— Start —

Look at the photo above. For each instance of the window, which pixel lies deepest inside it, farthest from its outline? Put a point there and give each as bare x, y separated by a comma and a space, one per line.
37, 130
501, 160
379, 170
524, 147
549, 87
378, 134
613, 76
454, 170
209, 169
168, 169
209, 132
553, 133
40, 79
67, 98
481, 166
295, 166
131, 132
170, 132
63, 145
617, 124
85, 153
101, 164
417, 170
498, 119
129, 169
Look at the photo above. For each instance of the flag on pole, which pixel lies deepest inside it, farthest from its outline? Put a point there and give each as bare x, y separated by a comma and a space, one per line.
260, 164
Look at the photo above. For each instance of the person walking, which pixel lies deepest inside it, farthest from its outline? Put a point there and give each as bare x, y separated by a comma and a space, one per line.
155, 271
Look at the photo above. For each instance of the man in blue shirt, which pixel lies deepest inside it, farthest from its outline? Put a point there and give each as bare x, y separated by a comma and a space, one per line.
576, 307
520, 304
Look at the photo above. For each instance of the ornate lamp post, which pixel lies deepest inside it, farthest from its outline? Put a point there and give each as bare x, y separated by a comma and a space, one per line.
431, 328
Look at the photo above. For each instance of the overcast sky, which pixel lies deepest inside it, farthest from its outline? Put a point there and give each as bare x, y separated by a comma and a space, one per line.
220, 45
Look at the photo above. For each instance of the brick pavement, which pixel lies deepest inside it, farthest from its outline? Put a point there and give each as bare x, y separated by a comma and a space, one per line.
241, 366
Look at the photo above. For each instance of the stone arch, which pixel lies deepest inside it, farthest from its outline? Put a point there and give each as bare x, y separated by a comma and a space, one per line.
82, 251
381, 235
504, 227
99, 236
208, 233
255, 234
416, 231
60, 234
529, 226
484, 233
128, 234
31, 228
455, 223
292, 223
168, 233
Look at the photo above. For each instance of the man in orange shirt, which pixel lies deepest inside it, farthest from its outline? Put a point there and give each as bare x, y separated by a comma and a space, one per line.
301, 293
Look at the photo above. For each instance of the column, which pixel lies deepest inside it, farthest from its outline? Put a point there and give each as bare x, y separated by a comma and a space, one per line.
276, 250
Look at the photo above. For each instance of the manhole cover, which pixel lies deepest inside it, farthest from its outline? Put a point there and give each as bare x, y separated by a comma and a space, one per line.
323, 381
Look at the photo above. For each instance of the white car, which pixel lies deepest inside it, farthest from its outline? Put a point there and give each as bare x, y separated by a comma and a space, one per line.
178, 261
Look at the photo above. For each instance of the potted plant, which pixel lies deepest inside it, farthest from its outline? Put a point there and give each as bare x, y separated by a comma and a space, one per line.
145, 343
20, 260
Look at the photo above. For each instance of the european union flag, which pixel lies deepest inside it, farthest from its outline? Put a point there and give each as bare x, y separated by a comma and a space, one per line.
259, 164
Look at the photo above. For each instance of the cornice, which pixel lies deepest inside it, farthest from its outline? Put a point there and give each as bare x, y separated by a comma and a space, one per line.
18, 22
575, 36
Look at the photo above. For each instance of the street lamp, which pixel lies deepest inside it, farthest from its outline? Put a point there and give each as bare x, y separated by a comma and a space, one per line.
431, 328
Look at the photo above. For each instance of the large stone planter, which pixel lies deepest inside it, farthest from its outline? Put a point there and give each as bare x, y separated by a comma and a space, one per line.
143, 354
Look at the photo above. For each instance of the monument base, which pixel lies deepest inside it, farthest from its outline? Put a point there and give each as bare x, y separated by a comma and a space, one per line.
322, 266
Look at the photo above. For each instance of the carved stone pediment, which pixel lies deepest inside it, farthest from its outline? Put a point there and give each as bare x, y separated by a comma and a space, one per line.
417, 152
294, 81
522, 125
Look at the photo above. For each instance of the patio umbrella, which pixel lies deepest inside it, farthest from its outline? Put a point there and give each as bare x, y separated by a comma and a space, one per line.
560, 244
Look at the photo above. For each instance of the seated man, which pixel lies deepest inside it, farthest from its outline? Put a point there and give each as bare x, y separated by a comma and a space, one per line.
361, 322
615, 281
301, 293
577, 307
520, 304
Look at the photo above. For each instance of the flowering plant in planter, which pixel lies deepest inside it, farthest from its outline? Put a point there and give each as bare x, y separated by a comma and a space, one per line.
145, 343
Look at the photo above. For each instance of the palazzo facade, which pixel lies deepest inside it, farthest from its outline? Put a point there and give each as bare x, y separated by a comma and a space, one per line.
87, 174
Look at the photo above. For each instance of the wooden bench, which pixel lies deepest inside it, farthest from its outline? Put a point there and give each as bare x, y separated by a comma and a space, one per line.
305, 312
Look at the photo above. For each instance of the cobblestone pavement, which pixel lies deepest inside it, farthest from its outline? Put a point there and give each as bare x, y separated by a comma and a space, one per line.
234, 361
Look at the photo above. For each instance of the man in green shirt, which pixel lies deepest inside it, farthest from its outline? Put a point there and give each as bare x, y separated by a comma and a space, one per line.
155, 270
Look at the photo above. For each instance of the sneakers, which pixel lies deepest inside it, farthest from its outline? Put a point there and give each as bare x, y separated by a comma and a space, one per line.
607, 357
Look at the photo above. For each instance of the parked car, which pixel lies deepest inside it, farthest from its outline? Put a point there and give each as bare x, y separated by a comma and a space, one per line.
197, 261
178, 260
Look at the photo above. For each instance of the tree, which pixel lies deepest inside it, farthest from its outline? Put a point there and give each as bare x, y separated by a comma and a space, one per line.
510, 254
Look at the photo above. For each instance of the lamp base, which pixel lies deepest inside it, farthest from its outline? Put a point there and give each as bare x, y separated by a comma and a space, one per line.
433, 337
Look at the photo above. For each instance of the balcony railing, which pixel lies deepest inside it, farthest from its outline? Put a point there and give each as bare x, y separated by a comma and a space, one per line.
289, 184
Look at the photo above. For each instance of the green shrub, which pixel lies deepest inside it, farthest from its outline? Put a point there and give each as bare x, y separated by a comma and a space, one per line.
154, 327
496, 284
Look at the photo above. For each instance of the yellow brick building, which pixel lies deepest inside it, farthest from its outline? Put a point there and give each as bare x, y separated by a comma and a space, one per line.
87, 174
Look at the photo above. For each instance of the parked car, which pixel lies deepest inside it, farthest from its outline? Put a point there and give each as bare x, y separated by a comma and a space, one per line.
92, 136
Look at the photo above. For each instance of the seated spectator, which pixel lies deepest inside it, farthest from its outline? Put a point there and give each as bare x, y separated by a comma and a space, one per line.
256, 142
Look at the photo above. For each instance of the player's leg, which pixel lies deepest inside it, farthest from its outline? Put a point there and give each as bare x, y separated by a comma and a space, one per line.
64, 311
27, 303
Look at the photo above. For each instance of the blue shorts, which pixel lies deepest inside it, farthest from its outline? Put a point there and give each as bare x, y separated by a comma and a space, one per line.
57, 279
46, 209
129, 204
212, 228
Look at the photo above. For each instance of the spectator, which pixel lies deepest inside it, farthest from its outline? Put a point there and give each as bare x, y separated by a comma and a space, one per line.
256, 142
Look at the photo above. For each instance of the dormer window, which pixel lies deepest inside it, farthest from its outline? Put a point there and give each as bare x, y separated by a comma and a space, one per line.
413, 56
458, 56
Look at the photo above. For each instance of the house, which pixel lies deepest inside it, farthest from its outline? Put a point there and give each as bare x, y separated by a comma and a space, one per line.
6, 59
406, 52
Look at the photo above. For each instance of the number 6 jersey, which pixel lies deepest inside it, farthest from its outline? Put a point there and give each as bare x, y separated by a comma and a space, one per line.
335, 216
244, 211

— End —

Can you rewrite the part of the records that begins with the line containing "Look at the photo above. For each instance of the dormer" and runs to the end as a Markdown table with the columns Row and Text, numbering each line and leaving out blank lines?

> **Solution**
| Row | Text |
|---|---|
| 1 | Look at the photo above. For each instance of the dormer window, which pixel lies deepest inside it, farthest from its outline? Put a point there and give each as bare x, y separated by a comma and a space, one per line. |
| 2 | 413, 56 |
| 3 | 458, 56 |
| 4 | Look at the photo above. For each instance of the house, which pixel lies deepest inside it, farthest from its outline? Put a point there and give each as bare x, y separated by a comma and a space, one per line. |
| 5 | 6, 59 |
| 6 | 406, 52 |
| 7 | Look at the photo above. For each instance of the number 6 jersey, which pixel lies deepest inside it, farthest from its outline? Put a point there and give each as bare x, y separated by a comma and a space, one per line. |
| 8 | 335, 216 |
| 9 | 244, 211 |